● The request
Please rewrite the listing below, replacing each "thickest part" with "widest part" and keeping everything else the same.

-- Source data start --

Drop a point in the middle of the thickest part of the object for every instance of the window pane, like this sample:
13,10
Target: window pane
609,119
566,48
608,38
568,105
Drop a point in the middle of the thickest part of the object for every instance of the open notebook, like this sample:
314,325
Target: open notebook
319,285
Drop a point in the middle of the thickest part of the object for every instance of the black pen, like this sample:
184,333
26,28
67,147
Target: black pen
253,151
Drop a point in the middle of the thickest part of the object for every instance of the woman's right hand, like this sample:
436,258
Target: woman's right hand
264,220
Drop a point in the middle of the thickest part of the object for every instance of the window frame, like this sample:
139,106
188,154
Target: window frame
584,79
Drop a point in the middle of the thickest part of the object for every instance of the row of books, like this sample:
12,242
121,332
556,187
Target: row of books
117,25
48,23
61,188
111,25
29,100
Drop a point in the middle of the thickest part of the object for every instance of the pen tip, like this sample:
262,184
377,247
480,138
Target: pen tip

-- Source data end --

● Solved exercise
Drop a point in the middle of the widest part of the object for every instance of the window pane, like this sample:
13,10
Target: window pane
609,119
566,48
608,38
568,105
Drop a point in the middle of the widest part of the object for every instance of the open notebook, like this sample:
314,325
Target: open notebook
319,285
Drop a point in the middle of the widest part of the object for every instance of the black pen, like this sample:
184,333
26,28
67,147
Target: black pen
253,151
Drop a point in the middle of the widest part of the object for every instance of the woman's right hand, like this sample:
436,258
Target: woman's right hand
264,220
Drop a point in the middle of the widest part of the object for every instance of the window frame, like this sample:
139,106
188,154
Target: window frame
584,79
Drop a point in the middle of the widest part of the object for every instance of the row of books, like this sample:
12,242
121,332
556,187
Target: row of books
117,25
48,23
61,188
111,25
29,100
Drop a point in the middle of the widest part of the object for every instance of the pen tip, like this sample:
262,184
377,247
480,138
Target: pen tip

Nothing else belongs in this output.